### SOURCE DOCUMENT
● ● ● ● ● ● ●

20th January 2019. I watched the Fyre
Festival documentary, or at least the one on Netflix. There’s another one out
at the same time. In 2017, Fyre was a ‘luxury’ music festival on an island in
the Bahamas, which quickly became a disaster. The documentary is an entertaining
piece of storytelling, depicting the hubris of the Instagram generation, how
young people with too much money can come a cropper of the need to be ‘where
it’s at’. A sort of Bullingdon Club mentality, in fact, just like the opening
scenes of Decline and Fall.Some good has come of this glossy
schadenfreude: there’s crowdfunding sites to help the local caterers and
builders who worked on the festival, only to be left out of pocket. While this
is cheering, there’s still the uneasy sense of, as with Bullingdon, rich people
getting away with it, or even profiting, because of who they are.
23rd January 2019. To Islington, and the
offices of the publisher Unbound, to be the guest on the Backlisted podcast. The discussion takes place after office hours,
on a table in a corner of the open-plan, modern building, close to the canal. They
dim the lights and provide pink gin. Andy Miller and John Mitchinson, the regular
hosts, are extremely good at what they do. They carve out their own territory
on a spectrum between an amateur book group, with its connotations of rambling indulgence,
and a Radio 4 book programme, which, while more professional, can evoke an unconvincing
stiffness. Backlisted captures the
appeal of old books for those who take their interest seriously but never
without a big, kind heart. The Unbound office is also close to Noel Road, where
Joe Orton lived and so graphically died. There’s a nice connection there for
talking about the different ways a post-war English gay writer might align himself:
Wilson the establishment man, Orton the outlaw.
26 January 2018. In Russell Square I walk past a lad sitting
on a bench. He shouts at me.
‘Like your hair, mate.’
‘Thank you very much.’
‘I was joking.’
‘I’m afraid I have to accept your first answer.’
I feel I should add that this retort was a prepared one. I’ve had these sarcastic, two-part cat calls before.
It’s the desperation of the second part that intrigues: the catcaller is now anxious to inform you of their true intention. In the case of the Russell Square lad, if I’d just said, ‘Thank you very much’ after his initial remark, and immediately put in my headphones, it’s not a stretch to imagine him getting off the bench and racing after me. ‘OY! You need to know that I was joking!’
Why make a two-part catcall? Perhaps, contrary to the song, the second cut is the deepest.

● ● ● ● ● ● ●

### PARTS OF THE EXERCISE
[A] In the diary excerpt, which podcast was the writer a guest on at the Unbound offices?
[B] Rescale the rows from the line containing "Keypoint placement for each instance of the window" through the end of the rows, giving every line in that stretch again. Multiply each point coordinate by 1.75 and round to whole numbers, with halves rounded up.

A block of data:
● ● ● ● ● ● ●

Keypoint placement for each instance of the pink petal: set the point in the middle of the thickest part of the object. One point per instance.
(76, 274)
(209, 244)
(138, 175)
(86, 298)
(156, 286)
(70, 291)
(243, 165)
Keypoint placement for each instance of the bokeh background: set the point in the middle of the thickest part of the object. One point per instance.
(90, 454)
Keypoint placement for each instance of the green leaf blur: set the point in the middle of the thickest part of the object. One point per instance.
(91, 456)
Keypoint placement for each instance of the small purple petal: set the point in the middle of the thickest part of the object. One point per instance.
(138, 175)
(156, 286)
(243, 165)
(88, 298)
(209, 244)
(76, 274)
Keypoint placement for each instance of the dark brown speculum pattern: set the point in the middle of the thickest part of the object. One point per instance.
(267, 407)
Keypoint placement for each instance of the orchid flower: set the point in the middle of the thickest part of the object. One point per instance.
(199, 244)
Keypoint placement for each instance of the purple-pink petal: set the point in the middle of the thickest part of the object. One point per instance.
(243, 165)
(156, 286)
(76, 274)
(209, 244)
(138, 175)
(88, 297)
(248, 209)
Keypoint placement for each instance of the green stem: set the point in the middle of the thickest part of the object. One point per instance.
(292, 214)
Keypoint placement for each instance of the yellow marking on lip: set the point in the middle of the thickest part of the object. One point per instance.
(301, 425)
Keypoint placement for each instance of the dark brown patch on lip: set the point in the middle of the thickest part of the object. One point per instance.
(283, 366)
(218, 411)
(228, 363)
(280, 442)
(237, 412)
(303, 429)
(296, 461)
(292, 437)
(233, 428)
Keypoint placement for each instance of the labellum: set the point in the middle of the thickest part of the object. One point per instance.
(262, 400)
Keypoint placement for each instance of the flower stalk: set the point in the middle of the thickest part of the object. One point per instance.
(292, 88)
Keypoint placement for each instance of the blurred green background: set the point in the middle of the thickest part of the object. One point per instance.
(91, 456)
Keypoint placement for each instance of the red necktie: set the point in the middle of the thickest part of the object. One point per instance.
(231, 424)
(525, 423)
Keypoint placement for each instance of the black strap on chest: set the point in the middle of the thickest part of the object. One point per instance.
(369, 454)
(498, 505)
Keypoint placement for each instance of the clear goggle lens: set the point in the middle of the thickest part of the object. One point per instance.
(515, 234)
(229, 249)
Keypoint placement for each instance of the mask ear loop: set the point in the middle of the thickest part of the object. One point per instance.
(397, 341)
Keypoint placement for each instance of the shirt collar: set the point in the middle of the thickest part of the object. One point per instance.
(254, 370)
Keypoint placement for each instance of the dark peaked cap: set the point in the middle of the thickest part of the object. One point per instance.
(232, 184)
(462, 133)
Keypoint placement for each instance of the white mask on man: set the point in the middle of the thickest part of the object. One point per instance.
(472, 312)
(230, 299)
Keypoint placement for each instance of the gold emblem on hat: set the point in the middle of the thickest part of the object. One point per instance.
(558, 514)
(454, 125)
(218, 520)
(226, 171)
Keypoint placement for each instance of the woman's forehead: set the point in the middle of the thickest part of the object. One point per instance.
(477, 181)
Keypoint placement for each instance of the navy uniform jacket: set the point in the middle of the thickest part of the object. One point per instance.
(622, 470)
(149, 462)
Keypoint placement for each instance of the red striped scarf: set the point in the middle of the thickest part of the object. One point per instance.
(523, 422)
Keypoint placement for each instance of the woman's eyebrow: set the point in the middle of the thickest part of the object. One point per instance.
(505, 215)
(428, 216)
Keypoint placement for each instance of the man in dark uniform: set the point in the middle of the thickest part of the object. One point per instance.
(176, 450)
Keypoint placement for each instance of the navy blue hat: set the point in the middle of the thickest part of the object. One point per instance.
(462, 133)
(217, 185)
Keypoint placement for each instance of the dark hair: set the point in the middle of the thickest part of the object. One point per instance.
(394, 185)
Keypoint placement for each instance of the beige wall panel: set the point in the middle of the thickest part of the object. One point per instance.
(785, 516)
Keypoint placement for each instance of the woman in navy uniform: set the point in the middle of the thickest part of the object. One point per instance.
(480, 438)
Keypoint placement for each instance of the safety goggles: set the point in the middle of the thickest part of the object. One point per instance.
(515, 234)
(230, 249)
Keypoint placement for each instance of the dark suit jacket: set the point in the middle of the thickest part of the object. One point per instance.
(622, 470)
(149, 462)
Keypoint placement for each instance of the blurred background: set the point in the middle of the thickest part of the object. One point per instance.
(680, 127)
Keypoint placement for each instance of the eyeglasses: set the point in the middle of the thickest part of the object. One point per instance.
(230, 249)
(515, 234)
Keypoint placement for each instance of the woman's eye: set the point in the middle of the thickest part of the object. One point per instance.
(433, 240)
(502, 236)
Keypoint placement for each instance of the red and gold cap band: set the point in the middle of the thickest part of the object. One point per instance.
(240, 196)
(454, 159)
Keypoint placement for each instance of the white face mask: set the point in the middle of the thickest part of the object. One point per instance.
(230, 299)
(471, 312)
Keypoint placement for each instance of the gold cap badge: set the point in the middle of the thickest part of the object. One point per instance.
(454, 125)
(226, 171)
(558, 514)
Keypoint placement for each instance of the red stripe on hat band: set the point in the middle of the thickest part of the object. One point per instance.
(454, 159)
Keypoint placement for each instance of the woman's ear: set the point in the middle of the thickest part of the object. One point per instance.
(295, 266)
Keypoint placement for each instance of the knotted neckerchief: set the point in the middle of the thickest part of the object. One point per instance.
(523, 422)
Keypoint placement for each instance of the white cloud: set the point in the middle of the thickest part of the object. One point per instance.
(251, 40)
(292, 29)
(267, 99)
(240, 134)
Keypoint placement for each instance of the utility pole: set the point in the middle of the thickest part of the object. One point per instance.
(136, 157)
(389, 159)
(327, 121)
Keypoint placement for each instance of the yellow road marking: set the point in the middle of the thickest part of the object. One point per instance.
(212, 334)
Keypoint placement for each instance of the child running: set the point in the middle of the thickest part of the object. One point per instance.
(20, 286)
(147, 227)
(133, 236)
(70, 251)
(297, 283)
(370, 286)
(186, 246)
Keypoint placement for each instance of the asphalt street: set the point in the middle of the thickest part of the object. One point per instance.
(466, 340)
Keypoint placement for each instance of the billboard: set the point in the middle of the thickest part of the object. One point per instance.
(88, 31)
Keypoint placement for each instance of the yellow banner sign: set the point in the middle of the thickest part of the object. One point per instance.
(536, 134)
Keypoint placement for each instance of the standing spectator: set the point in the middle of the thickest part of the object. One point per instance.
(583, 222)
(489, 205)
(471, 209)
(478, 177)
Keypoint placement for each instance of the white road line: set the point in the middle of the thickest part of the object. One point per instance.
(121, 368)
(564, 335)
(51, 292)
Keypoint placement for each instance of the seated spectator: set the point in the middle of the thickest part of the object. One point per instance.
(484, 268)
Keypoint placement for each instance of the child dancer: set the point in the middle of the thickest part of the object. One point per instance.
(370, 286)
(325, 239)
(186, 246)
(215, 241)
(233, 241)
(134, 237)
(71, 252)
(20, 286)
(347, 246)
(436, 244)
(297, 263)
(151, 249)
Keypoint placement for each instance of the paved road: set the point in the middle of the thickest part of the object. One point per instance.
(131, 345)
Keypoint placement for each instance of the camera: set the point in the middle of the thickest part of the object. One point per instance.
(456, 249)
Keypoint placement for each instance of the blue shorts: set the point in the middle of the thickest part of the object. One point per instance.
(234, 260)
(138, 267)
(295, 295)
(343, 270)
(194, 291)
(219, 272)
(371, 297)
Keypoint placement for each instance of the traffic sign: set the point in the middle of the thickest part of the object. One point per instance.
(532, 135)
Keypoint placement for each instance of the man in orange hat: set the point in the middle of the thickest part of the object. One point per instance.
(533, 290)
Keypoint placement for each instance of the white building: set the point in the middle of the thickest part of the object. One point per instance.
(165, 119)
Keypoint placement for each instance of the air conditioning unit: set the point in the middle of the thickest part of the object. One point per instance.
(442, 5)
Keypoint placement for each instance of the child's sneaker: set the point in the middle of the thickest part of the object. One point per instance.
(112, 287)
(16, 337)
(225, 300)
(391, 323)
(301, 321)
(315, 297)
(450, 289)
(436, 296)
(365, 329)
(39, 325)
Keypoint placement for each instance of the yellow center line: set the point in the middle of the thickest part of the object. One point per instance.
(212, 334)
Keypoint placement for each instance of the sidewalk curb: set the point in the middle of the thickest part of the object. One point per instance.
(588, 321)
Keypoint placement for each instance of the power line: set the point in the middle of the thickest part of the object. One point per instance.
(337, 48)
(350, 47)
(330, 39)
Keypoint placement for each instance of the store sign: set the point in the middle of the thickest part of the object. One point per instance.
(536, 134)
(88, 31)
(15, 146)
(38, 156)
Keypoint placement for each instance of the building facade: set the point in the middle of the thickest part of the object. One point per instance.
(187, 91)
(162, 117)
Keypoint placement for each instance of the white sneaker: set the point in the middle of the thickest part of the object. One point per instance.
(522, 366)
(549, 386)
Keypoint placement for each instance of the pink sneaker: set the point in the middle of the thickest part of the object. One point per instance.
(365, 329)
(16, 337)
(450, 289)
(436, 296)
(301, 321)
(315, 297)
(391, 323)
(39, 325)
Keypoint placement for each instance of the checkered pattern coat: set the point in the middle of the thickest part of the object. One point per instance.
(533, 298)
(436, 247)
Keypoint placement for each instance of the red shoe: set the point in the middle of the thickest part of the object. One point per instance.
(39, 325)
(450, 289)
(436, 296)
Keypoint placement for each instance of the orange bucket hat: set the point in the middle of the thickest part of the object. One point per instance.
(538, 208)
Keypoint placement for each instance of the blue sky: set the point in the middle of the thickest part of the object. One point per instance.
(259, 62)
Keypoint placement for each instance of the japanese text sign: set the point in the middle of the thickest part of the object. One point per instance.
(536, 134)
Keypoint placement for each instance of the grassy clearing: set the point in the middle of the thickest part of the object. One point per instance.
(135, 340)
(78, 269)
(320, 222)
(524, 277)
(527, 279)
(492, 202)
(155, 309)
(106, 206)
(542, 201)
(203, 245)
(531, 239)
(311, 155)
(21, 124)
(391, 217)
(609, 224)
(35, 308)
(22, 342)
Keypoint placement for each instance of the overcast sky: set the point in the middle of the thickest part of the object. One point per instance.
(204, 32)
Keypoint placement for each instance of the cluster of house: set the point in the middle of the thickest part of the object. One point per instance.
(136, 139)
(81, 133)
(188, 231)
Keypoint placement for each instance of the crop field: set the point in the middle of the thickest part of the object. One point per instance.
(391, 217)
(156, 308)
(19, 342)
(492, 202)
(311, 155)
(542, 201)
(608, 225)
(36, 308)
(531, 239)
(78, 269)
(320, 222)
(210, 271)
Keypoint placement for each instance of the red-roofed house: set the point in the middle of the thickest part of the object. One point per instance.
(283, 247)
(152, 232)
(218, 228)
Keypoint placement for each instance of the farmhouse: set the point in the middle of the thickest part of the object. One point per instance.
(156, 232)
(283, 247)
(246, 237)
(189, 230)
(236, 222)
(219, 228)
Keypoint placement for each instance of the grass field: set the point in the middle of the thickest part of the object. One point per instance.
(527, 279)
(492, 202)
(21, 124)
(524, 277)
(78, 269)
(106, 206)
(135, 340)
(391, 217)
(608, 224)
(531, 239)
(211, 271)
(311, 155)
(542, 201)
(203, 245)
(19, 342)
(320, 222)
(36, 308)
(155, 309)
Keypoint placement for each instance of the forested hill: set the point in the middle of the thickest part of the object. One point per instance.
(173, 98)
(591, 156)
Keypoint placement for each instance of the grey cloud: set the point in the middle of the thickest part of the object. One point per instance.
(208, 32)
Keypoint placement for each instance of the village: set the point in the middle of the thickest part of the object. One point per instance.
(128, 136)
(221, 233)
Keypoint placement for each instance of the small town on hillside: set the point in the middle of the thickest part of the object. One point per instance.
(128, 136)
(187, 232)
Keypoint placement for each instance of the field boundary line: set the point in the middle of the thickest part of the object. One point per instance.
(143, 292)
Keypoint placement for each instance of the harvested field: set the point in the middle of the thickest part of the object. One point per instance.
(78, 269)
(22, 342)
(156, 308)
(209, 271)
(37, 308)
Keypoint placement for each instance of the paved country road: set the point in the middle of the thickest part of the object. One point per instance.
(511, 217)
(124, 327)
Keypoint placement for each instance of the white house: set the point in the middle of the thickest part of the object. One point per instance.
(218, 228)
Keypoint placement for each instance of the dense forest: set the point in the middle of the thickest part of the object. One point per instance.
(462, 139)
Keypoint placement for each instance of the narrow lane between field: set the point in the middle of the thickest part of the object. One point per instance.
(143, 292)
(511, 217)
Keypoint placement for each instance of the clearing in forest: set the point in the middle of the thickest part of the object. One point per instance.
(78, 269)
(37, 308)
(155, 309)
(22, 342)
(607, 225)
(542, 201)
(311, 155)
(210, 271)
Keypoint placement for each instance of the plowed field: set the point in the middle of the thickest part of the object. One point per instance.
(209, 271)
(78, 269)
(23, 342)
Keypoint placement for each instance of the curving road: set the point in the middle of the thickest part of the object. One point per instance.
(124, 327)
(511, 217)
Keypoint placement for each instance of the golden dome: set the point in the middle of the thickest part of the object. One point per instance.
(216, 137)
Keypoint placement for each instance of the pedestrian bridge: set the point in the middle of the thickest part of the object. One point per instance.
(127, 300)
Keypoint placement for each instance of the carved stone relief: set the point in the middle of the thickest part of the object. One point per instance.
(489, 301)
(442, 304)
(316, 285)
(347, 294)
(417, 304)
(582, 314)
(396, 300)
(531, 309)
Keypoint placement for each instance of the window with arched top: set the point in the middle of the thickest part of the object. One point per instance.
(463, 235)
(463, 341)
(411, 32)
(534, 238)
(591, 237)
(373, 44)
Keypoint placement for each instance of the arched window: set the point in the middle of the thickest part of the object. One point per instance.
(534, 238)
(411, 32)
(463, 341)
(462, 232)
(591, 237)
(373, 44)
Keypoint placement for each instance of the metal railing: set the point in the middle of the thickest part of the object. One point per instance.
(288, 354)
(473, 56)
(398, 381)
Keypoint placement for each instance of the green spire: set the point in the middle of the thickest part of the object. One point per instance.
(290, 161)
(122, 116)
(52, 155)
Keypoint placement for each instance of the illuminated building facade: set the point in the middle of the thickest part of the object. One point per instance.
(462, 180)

● ● ● ● ● ● ●

### ANSWERS FOR THIS EXERCISE
[A] The writer was a guest on the Backlisted podcast.

[B]
Keypoint placement for each instance of the window with arched top: set the point in the middle of the thickest part of the object. One point per instance.
(810, 411)
(810, 597)
(719, 56)
(935, 417)
(1034, 415)
(653, 77)
Keypoint placement for each instance of the arched window: set the point in the middle of the thickest part of the object. One point per instance.
(935, 417)
(719, 56)
(810, 597)
(809, 406)
(1034, 415)
(653, 77)
Keypoint placement for each instance of the metal railing: set the point in the middle of the thickest part of the object. One point per instance.
(504, 620)
(828, 98)
(697, 667)
Keypoint placement for each instance of the green spire: set the point in the middle of the thickest part of the object. One point per instance.
(508, 282)
(214, 203)
(91, 271)
Keypoint placement for each instance of the illuminated building facade: set the point in the middle of the thickest part of the object. One point per instance.
(809, 315)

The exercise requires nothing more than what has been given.